===== Dataset records

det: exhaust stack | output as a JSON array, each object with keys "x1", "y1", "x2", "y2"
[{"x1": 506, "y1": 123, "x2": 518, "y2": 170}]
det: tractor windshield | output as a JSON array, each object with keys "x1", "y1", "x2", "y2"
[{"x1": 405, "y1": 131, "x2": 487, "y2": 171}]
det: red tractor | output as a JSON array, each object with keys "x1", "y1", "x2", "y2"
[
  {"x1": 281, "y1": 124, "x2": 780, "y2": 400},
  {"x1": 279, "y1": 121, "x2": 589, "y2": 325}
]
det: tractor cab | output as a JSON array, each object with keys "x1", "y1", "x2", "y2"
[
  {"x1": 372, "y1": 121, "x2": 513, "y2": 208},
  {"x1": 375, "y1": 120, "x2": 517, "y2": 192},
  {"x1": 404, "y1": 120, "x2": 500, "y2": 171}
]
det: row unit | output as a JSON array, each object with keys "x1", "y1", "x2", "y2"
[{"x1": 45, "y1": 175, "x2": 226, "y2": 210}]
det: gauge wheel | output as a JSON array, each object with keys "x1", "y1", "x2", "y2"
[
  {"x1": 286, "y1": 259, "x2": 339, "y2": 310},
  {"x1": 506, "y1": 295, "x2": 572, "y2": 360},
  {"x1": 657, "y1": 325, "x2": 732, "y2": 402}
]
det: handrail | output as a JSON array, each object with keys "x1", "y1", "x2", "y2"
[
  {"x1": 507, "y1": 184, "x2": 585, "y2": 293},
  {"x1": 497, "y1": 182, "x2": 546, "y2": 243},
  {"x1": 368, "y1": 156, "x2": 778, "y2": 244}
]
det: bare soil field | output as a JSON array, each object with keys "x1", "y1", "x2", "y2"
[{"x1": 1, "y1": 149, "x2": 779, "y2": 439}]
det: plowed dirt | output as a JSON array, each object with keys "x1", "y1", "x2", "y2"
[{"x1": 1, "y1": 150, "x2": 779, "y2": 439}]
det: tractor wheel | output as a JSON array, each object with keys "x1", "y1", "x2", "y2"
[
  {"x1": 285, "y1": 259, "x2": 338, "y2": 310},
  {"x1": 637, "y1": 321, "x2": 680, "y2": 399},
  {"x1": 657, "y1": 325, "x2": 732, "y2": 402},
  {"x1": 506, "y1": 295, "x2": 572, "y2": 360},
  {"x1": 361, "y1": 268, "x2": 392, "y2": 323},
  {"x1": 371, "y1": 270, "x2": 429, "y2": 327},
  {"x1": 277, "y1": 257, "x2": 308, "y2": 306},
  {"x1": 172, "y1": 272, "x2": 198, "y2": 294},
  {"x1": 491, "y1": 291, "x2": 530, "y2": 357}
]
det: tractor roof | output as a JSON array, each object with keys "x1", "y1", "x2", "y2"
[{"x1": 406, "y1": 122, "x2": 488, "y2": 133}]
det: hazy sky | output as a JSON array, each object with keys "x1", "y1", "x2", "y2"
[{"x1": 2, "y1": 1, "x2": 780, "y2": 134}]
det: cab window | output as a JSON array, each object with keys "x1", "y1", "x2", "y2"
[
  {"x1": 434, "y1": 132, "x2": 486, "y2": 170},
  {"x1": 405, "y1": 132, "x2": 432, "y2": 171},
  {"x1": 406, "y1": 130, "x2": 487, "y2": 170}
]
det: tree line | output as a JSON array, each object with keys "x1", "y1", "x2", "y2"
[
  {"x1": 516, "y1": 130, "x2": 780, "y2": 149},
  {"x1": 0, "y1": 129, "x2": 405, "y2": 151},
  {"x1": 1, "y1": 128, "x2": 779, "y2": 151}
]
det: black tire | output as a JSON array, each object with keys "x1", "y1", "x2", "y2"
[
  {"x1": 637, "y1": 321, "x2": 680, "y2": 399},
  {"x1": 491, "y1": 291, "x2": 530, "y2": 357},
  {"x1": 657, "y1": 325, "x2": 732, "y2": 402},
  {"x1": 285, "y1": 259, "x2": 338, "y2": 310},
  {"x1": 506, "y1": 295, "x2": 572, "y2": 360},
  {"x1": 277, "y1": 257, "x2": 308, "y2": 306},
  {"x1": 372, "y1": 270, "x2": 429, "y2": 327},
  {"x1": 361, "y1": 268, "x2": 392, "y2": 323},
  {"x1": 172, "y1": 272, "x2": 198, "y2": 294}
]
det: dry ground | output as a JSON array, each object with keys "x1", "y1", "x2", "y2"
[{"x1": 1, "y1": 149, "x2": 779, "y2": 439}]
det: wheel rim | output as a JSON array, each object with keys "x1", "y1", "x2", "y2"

==========

Task goal:
Only the lines from the one containing "det: tractor wheel" through the last line of the records should appear, each written out exactly.

Final answer:
det: tractor wheel | output as a JSON array, each object with keys "x1", "y1", "x2", "y2"
[
  {"x1": 285, "y1": 259, "x2": 338, "y2": 310},
  {"x1": 637, "y1": 321, "x2": 680, "y2": 399},
  {"x1": 657, "y1": 325, "x2": 732, "y2": 402},
  {"x1": 506, "y1": 295, "x2": 572, "y2": 360},
  {"x1": 361, "y1": 268, "x2": 392, "y2": 323},
  {"x1": 371, "y1": 270, "x2": 429, "y2": 327},
  {"x1": 277, "y1": 257, "x2": 308, "y2": 306},
  {"x1": 172, "y1": 272, "x2": 198, "y2": 294},
  {"x1": 491, "y1": 291, "x2": 530, "y2": 357}
]
det: tractor roof | output as a JSON array, each object with keys "x1", "y1", "x2", "y2"
[{"x1": 406, "y1": 122, "x2": 488, "y2": 133}]
det: hazy sky | output as a JSON array, each object with keys "x1", "y1", "x2", "y2"
[{"x1": 2, "y1": 1, "x2": 780, "y2": 134}]
det: cab window | output as a JSON array, each object with keys "x1", "y1", "x2", "y2"
[
  {"x1": 434, "y1": 132, "x2": 486, "y2": 170},
  {"x1": 405, "y1": 132, "x2": 432, "y2": 171},
  {"x1": 406, "y1": 130, "x2": 487, "y2": 170}
]
det: tree line | output as a JSON array, each object with keys "x1", "y1", "x2", "y2"
[
  {"x1": 516, "y1": 130, "x2": 780, "y2": 149},
  {"x1": 0, "y1": 129, "x2": 405, "y2": 151},
  {"x1": 1, "y1": 128, "x2": 779, "y2": 151}
]
det: black tire | output as a JSON array, each object with keys "x1", "y1", "x2", "y2"
[
  {"x1": 637, "y1": 321, "x2": 680, "y2": 399},
  {"x1": 491, "y1": 291, "x2": 530, "y2": 357},
  {"x1": 657, "y1": 325, "x2": 732, "y2": 402},
  {"x1": 285, "y1": 259, "x2": 338, "y2": 310},
  {"x1": 506, "y1": 295, "x2": 572, "y2": 360},
  {"x1": 277, "y1": 257, "x2": 308, "y2": 306},
  {"x1": 372, "y1": 270, "x2": 429, "y2": 327},
  {"x1": 361, "y1": 268, "x2": 392, "y2": 323},
  {"x1": 172, "y1": 272, "x2": 198, "y2": 294}
]
det: dry ground | output as a JSON array, each object with keys "x1", "y1", "x2", "y2"
[{"x1": 1, "y1": 149, "x2": 779, "y2": 439}]
det: wheel rim | output as a JSON array, each object with keys "x1", "y1", "x2", "y2"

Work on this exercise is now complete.